Segment Start: INPUT RECORDS

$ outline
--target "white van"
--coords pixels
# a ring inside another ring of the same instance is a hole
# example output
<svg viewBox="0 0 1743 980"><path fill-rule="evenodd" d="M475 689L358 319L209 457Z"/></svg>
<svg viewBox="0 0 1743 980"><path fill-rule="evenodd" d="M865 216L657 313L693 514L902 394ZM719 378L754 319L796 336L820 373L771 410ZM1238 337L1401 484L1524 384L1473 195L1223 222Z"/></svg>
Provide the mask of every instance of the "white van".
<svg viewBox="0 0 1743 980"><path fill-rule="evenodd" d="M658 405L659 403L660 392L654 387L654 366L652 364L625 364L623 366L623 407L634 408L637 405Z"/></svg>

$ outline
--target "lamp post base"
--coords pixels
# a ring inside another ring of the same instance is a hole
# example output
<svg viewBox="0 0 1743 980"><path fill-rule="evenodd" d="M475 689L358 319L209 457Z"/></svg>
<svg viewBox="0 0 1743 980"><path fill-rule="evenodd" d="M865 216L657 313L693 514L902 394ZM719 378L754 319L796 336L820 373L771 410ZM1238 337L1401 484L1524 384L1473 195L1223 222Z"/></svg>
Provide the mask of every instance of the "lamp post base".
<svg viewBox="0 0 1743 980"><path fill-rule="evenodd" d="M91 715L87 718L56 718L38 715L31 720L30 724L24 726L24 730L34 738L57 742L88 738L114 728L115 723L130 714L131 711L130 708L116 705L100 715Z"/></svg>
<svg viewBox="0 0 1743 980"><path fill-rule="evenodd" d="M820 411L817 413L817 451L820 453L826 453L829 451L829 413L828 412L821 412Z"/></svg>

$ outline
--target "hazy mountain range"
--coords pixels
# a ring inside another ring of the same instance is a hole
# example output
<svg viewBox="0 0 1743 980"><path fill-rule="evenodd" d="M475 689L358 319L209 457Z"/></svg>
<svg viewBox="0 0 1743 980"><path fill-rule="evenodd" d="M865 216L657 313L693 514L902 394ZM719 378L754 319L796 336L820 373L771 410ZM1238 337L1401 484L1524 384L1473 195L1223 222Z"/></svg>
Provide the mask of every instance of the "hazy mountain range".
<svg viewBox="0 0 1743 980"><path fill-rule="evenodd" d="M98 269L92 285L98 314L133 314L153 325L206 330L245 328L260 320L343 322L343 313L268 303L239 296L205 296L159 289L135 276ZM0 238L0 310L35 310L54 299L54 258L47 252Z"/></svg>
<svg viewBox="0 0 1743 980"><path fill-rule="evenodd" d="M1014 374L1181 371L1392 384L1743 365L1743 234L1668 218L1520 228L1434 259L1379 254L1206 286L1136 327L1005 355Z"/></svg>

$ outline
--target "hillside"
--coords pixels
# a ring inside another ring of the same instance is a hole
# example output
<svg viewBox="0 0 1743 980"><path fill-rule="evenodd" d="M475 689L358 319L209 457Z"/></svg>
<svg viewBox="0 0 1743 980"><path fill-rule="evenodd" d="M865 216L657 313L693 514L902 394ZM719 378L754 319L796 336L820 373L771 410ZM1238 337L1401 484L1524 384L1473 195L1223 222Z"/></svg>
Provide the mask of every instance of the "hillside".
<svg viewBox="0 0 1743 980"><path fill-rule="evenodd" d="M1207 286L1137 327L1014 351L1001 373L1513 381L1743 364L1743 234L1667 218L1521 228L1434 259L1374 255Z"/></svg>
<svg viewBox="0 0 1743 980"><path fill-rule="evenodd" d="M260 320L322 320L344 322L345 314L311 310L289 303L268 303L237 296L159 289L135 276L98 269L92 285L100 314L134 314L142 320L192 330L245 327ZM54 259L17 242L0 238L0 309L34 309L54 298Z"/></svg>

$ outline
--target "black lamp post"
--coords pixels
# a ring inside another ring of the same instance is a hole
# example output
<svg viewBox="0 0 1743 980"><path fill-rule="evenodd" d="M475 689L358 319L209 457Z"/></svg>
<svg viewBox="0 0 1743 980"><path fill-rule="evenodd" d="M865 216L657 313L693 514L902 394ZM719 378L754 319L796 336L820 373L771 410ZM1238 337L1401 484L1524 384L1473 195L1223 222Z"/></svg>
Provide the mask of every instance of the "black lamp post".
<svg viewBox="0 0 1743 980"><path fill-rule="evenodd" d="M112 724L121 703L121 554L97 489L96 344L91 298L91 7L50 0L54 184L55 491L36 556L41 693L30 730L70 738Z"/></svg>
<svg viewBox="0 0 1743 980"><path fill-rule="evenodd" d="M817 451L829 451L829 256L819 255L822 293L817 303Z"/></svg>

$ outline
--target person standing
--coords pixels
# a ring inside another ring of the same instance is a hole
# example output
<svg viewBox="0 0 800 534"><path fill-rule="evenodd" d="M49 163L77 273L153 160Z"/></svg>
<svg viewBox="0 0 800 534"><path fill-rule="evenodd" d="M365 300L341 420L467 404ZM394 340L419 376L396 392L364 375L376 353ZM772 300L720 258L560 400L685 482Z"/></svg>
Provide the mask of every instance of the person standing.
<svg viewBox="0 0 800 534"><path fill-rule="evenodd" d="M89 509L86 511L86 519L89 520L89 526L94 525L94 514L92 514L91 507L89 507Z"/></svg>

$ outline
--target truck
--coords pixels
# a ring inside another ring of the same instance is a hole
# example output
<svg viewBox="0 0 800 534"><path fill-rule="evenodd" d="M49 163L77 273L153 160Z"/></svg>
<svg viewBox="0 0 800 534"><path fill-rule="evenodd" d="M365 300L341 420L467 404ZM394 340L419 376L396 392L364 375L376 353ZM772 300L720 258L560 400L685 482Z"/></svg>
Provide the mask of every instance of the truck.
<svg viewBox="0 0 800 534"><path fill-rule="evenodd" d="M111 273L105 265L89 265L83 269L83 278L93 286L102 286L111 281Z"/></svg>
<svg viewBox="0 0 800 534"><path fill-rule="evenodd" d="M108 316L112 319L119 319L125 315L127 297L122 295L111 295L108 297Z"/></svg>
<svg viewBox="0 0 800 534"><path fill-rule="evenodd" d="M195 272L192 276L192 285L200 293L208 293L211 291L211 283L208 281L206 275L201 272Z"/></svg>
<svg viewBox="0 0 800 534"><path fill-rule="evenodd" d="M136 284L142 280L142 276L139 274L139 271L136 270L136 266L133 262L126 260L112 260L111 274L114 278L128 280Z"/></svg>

Segment End: INPUT RECORDS

WORK ORDER: What do the records say? Quote them all exactly.

FINAL ANSWER:
$ outline
--target "white van"
--coords pixels
# a ring inside another ring of the same instance is a hole
# example output
<svg viewBox="0 0 1743 980"><path fill-rule="evenodd" d="M475 689L358 319L209 457Z"/></svg>
<svg viewBox="0 0 1743 980"><path fill-rule="evenodd" d="M865 216L657 313L693 514L902 394ZM719 378L754 319L796 336L820 373L771 410ZM1238 337L1401 484L1524 384L1473 195L1223 222Z"/></svg>
Provide the mask of every instance of the "white van".
<svg viewBox="0 0 1743 980"><path fill-rule="evenodd" d="M658 405L659 403L660 392L654 387L654 366L652 364L625 364L623 366L623 407L634 408L637 405Z"/></svg>

$ outline
--target "lamp post base"
--coords pixels
# a ring inside another ring of the same instance is a hole
# example output
<svg viewBox="0 0 1743 980"><path fill-rule="evenodd" d="M475 689L358 319L209 457Z"/></svg>
<svg viewBox="0 0 1743 980"><path fill-rule="evenodd" d="M865 216L657 313L693 514L902 394ZM719 378L754 319L796 336L820 373L771 410ZM1238 337L1401 484L1524 384L1473 195L1223 222Z"/></svg>
Provide the mask of every instance of the "lamp post base".
<svg viewBox="0 0 1743 980"><path fill-rule="evenodd" d="M91 715L87 718L56 718L38 715L31 720L30 724L24 726L24 730L34 738L57 742L88 738L114 728L115 723L130 714L131 711L130 708L116 705L100 715Z"/></svg>
<svg viewBox="0 0 1743 980"><path fill-rule="evenodd" d="M820 411L817 413L817 451L820 453L826 453L829 451L829 413L828 412L821 412Z"/></svg>

$ outline
--target "hazy mountain range"
--coords pixels
# a ring inside another ring of the same instance is a hole
# example output
<svg viewBox="0 0 1743 980"><path fill-rule="evenodd" d="M475 689L358 319L209 457Z"/></svg>
<svg viewBox="0 0 1743 980"><path fill-rule="evenodd" d="M865 216L657 313L693 514L902 394ZM719 378L754 319L796 336L820 373L771 410ZM1238 337L1401 484L1524 384L1473 195L1223 222Z"/></svg>
Provide the mask of every instance of the "hazy mountain range".
<svg viewBox="0 0 1743 980"><path fill-rule="evenodd" d="M98 269L92 285L98 314L133 314L153 325L206 330L245 328L260 320L343 322L343 313L268 303L239 296L205 296L159 289L135 276ZM0 238L0 310L35 310L54 299L54 258L47 252Z"/></svg>
<svg viewBox="0 0 1743 980"><path fill-rule="evenodd" d="M1014 374L1181 371L1392 384L1743 365L1743 234L1668 218L1520 228L1434 259L1379 254L1206 286L1136 327L1005 355Z"/></svg>

$ outline
--target "hillside"
--coords pixels
# a ring inside another ring of the same instance is a hole
# example output
<svg viewBox="0 0 1743 980"><path fill-rule="evenodd" d="M475 689L358 319L209 457Z"/></svg>
<svg viewBox="0 0 1743 980"><path fill-rule="evenodd" d="M865 216L657 313L693 514L902 394ZM719 378L754 319L796 336L820 373L771 410ZM1238 337L1401 484L1524 384L1473 195L1223 222Z"/></svg>
Provide the mask of every instance of the "hillside".
<svg viewBox="0 0 1743 980"><path fill-rule="evenodd" d="M1207 286L1137 327L1014 351L1001 373L1513 381L1743 364L1743 234L1667 218L1521 228L1434 259L1374 255Z"/></svg>
<svg viewBox="0 0 1743 980"><path fill-rule="evenodd" d="M260 320L322 320L344 322L345 314L311 310L289 303L268 303L237 296L159 289L135 276L98 269L92 285L100 314L134 314L142 320L192 330L245 327ZM54 259L17 242L0 238L0 309L34 309L54 298Z"/></svg>

$ outline
--target "black lamp post"
--coords pixels
# a ring inside another ring of the same instance is a hole
# example output
<svg viewBox="0 0 1743 980"><path fill-rule="evenodd" d="M475 689L358 319L209 457Z"/></svg>
<svg viewBox="0 0 1743 980"><path fill-rule="evenodd" d="M865 216L657 313L693 514L902 394ZM719 378L754 319L796 336L820 373L771 410ZM1238 337L1401 484L1524 384L1473 195L1223 222Z"/></svg>
Provide the mask of every instance of the "black lamp post".
<svg viewBox="0 0 1743 980"><path fill-rule="evenodd" d="M112 724L121 703L121 554L97 489L96 344L91 298L91 7L50 0L54 184L55 491L36 556L41 693L30 730L70 738Z"/></svg>
<svg viewBox="0 0 1743 980"><path fill-rule="evenodd" d="M817 451L829 451L829 256L819 255L822 293L817 303Z"/></svg>

$ outline
--target person standing
--coords pixels
# a ring inside another ring of the same instance is a hole
# example output
<svg viewBox="0 0 800 534"><path fill-rule="evenodd" d="M49 163L77 273L153 160Z"/></svg>
<svg viewBox="0 0 800 534"><path fill-rule="evenodd" d="M365 300L341 420L467 404ZM394 340L419 376L396 392L364 375L376 353ZM772 300L720 258L560 400L685 482Z"/></svg>
Provide the mask of every instance of the person standing.
<svg viewBox="0 0 800 534"><path fill-rule="evenodd" d="M89 509L86 511L86 519L89 520L89 526L94 525L94 514L92 514L91 507L89 507Z"/></svg>

$ outline
--target truck
--coords pixels
# a ring inside another ring of the same instance is a hole
# example output
<svg viewBox="0 0 800 534"><path fill-rule="evenodd" d="M49 163L77 273L153 160Z"/></svg>
<svg viewBox="0 0 800 534"><path fill-rule="evenodd" d="M365 300L341 420L467 404ZM394 340L419 376L396 392L364 375L376 353ZM772 300L720 258L560 400L685 482Z"/></svg>
Provide the mask of every instance of the truck.
<svg viewBox="0 0 800 534"><path fill-rule="evenodd" d="M111 273L105 265L89 265L83 269L83 278L93 286L102 286L111 281Z"/></svg>
<svg viewBox="0 0 800 534"><path fill-rule="evenodd" d="M108 316L112 319L119 319L125 315L127 297L122 295L111 295L108 297Z"/></svg>
<svg viewBox="0 0 800 534"><path fill-rule="evenodd" d="M195 272L192 276L192 285L200 293L208 293L211 291L211 283L208 281L206 275L201 272Z"/></svg>
<svg viewBox="0 0 800 534"><path fill-rule="evenodd" d="M136 284L142 280L142 276L139 274L139 271L136 270L136 266L133 262L126 260L112 260L111 274L114 278L128 280Z"/></svg>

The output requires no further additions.